▶ _Exercise_:
In the lines below, substitute "spot" for every occurrence of "come across" and leave everything else unchanged.

╭─ Dataset

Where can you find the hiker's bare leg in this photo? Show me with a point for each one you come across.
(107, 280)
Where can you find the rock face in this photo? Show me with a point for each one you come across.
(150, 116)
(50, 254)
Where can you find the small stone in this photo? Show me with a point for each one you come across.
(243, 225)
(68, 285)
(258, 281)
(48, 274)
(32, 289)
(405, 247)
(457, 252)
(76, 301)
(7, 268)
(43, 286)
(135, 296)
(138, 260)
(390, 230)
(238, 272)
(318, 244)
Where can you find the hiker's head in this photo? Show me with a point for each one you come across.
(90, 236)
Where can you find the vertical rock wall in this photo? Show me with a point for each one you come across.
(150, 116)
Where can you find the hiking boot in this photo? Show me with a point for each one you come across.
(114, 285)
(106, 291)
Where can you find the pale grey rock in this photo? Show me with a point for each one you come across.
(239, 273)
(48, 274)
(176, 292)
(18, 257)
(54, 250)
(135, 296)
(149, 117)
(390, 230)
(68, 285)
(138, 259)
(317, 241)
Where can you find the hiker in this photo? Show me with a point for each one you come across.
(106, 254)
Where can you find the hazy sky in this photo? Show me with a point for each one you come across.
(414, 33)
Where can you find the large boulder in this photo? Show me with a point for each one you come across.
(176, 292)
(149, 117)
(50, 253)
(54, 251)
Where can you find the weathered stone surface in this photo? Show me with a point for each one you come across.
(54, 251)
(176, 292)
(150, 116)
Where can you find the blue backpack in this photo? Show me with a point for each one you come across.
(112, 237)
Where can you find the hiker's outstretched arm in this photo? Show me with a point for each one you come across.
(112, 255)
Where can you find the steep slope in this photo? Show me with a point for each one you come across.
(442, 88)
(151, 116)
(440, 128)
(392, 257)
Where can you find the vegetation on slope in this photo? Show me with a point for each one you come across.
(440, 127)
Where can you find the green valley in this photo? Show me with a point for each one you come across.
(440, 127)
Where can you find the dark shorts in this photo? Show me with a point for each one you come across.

╰─

▶ _Output below_:
Where can you find the hiker's bare leg in this photo? Show me with a point for each one you spot.
(107, 280)
Where can you find the rock face in this photo? Show me with a point for each one you spot.
(150, 116)
(50, 254)
Where can you find the small stone in this photo? Show me with a point for each one you spot.
(243, 225)
(68, 285)
(258, 281)
(48, 274)
(32, 289)
(405, 247)
(457, 252)
(76, 301)
(7, 268)
(43, 286)
(135, 296)
(138, 260)
(390, 230)
(238, 272)
(318, 244)
Where can you find the hiker's head in this photo? Show me with a point for each one you spot.
(90, 236)
Where can you find the vertical rock wall in this photo? Show me with a point for each one you spot.
(150, 116)
Where can you find the hiking boot in this photo? Show me with a point for each one you spot.
(114, 285)
(106, 291)
Where can you find the pale grey rock in this photo? Show me with a point for each one you spot.
(239, 273)
(48, 274)
(176, 292)
(18, 257)
(54, 250)
(135, 296)
(149, 117)
(390, 230)
(68, 285)
(138, 259)
(317, 241)
Where can you find the hiker in this photo? Show me with a point for each one you spot.
(106, 254)
Where can you find the hazy sky in this photo? Show me with a point for each one you spot.
(414, 33)
Where can you find the large boulder in this photo? Show me with a point for each one you spot.
(176, 292)
(149, 117)
(50, 253)
(54, 251)
Where can you find the weathered stone surface in this photo? Show me with a point for each one you spot.
(54, 251)
(176, 292)
(150, 116)
Where can you find the blue backpack in this photo? Show me with a point for each one you spot.
(112, 237)
Where can you find the hiker's outstretched arm in this photo? Show me with a point for each one you spot.
(112, 255)
Where can you find the steep slope in this photo? Show me with a point for each one you spot.
(442, 88)
(151, 116)
(440, 128)
(392, 257)
Where can you find the vegetation on slope in this photo? Show me with a point for each one you spot.
(440, 127)
Where can you find the green valley in this photo? Show me with a point for each one you spot.
(440, 127)
Where can you find the dark shorts in this photo? Show me with a point for each one you spot.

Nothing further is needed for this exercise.